# What you will do
Set down every entry again word for word, please, but skip the pictures.

━━━━━ Information provided

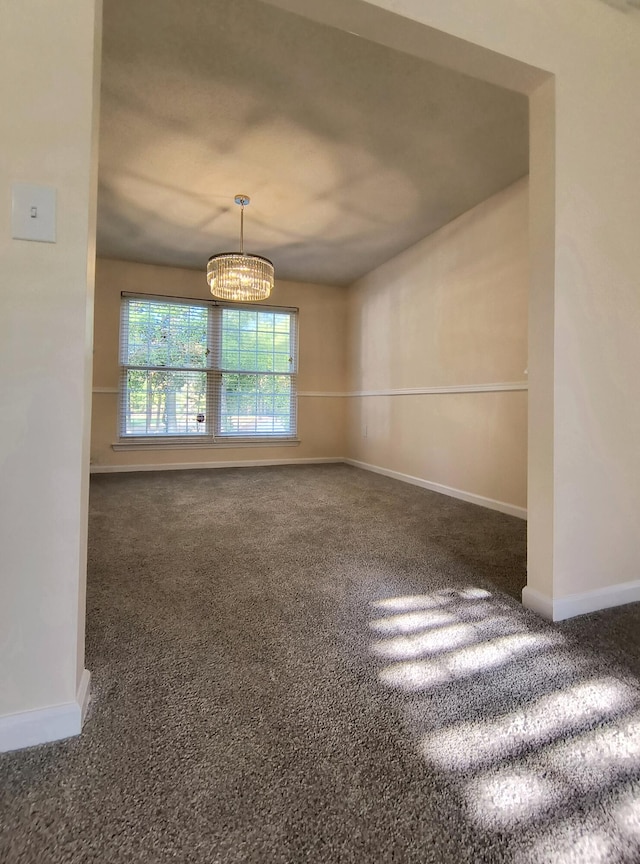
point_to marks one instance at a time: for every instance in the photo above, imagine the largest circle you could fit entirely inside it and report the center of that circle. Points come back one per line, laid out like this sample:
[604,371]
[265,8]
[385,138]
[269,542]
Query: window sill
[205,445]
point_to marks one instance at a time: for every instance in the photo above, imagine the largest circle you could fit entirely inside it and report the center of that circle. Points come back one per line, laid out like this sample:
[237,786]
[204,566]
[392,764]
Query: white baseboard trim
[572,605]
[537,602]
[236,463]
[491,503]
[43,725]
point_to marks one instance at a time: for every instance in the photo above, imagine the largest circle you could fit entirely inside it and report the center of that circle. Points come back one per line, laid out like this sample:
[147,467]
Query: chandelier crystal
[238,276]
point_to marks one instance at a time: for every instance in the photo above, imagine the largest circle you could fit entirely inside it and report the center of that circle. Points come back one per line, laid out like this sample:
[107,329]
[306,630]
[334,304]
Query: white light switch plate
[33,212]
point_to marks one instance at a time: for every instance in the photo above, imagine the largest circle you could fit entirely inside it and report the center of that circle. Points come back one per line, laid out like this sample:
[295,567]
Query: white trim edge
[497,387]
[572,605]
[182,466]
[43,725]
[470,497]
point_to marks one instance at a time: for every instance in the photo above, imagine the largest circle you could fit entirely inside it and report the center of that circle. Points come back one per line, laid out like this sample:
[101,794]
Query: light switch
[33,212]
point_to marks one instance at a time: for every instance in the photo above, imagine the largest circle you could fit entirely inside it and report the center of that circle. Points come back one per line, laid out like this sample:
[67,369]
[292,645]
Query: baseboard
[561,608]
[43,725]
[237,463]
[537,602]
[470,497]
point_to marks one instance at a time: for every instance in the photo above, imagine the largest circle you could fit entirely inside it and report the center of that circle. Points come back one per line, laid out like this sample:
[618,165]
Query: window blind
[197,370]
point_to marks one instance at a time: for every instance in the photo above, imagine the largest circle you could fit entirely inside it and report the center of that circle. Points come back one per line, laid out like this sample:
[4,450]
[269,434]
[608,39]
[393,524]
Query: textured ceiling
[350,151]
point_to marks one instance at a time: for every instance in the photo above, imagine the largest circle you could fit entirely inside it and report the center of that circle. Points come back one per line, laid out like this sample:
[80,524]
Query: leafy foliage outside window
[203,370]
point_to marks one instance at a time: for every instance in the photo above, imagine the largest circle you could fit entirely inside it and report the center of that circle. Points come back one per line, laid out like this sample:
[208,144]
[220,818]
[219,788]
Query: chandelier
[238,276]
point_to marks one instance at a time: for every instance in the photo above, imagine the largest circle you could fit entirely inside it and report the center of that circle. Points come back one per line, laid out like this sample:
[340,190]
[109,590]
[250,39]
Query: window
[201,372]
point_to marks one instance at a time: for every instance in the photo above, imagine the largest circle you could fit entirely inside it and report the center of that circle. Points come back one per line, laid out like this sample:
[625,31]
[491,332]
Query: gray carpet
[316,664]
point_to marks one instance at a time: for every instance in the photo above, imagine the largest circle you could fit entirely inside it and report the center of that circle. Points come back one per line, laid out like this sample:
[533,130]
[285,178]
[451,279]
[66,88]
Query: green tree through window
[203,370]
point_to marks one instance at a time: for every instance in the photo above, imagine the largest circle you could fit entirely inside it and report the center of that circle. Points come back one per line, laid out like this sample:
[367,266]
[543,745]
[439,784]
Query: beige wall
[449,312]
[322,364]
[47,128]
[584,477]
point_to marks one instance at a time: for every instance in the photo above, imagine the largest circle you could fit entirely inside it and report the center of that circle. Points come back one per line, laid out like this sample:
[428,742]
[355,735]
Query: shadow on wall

━━━━━━━━━━

# Solved exercise
point_to marks one instance at a time: for every instance in the photo above, imagine the largest circle you could fit entirely inside it and report the center of that circle. Points come back one per line, laid out like this sample:
[604,371]
[265,8]
[385,138]
[269,542]
Query: window sill
[205,445]
point_to marks one instance at a time: for every instance in the photo above, imagine the largest circle you could fit entirely inside it and report the center of that circle. Points come back one per line, laid out like this sample:
[237,786]
[204,566]
[392,764]
Query: white baseboard trim
[572,605]
[537,602]
[236,463]
[491,503]
[43,725]
point_to marks one instance at a time: for every instance in the photo above, imagine the largest circle you could fit entirely inside it and report the center of that circle. Points come back one per line, laid out like this sample:
[147,467]
Query: chandelier crystal
[238,276]
point_to marks one instance at a time: for every instance in the photo above, imagine the largest circle you could fit entirely inside it and report the center of that circle. Points come back one per line, laid out like this sample:
[107,329]
[306,630]
[334,304]
Query: white light switch plate
[33,212]
point_to marks one instance at a time: for every instance in the photo above, imagine the largest circle you could fit entirely inside it and report the center of that circle. Points come back one per line, laid out like this sample:
[295,567]
Query: white trim edge
[497,387]
[572,605]
[182,466]
[43,725]
[470,497]
point_to marks one instance at a time: for every instance in the photo above, imagine the largest circle you could fit entirely inside it and report the center of that circle. Points come back one per line, laid out like this sample:
[101,794]
Query: light switch
[33,212]
point_to marks one instance at a time: for every instance in the photo above, imagine the largest circle you could fit entirely inside it and report the center of that circle. Points come back one per line, laid out like this sample:
[67,369]
[292,645]
Query: baseboard
[561,608]
[43,725]
[237,463]
[537,602]
[470,497]
point_to marks one instance at a time: for every instance in the photo above, imagine the largest circle you could fit entirely inside it and report the center of that circle. Points come back one per line, laid out like this sample:
[618,165]
Query: window blind
[197,370]
point_to marks one instance at a time: for every instance in the photo above, imagine the largest circle you could fit entirely inside it and report the center of that circle. Points come back one per line, laid out like this sample:
[4,450]
[269,434]
[608,39]
[393,524]
Query: textured ceiling
[350,151]
point_to marks one instance at a time: for every instance in the photo above, imagine the largest circle you could fit entirely inside it and report the center of that circle. Points come back one per line, laid out like this sample:
[80,524]
Query: leafy foliage outside window
[203,370]
point_to marks one instance at a time: for every instance in the photo above, imagine the largest circle you could fit entirely inside it and report the center of that circle. Points come back one per line, laid out like this sample:
[208,144]
[220,818]
[219,788]
Query: chandelier
[238,276]
point_to marks one instance at a time: for every instance in the photo above, imagine the largest circle you could fit entirely inside it and report the center of that circle. Points come back one per line, laid out like this sample:
[340,190]
[109,590]
[250,39]
Query: window
[201,372]
point_to marks one instance at a time: for every instance in the photo above, imagine the largest circle you could fit entirely inside it and report the center of that circle. Points come back one per line, laid out like this sample:
[625,31]
[491,332]
Query: gray carpet
[316,664]
point_to marks one instance at a time: for every instance in the photo above, imagine the largest circle you could fit entirely inside it and report the center of that circle. Points come back one per line, laid out like this sample:
[533,130]
[285,178]
[451,279]
[66,88]
Query: green tree through window
[203,370]
point_to marks one instance at a time: for every instance in the photo above, imagine the largest circle you could fit entirely inside it and report the center of that circle. Points come back one per line, laid out like this sample:
[367,266]
[543,745]
[439,784]
Query: beige wall
[449,312]
[322,364]
[47,128]
[584,477]
point_to marks one instance at a time: for every instance in the photo above, imagine the largest circle you could fit entirely inside it and report the center of that circle. Points come back one per line, laid out like this sample:
[428,742]
[355,735]
Query: shadow on wall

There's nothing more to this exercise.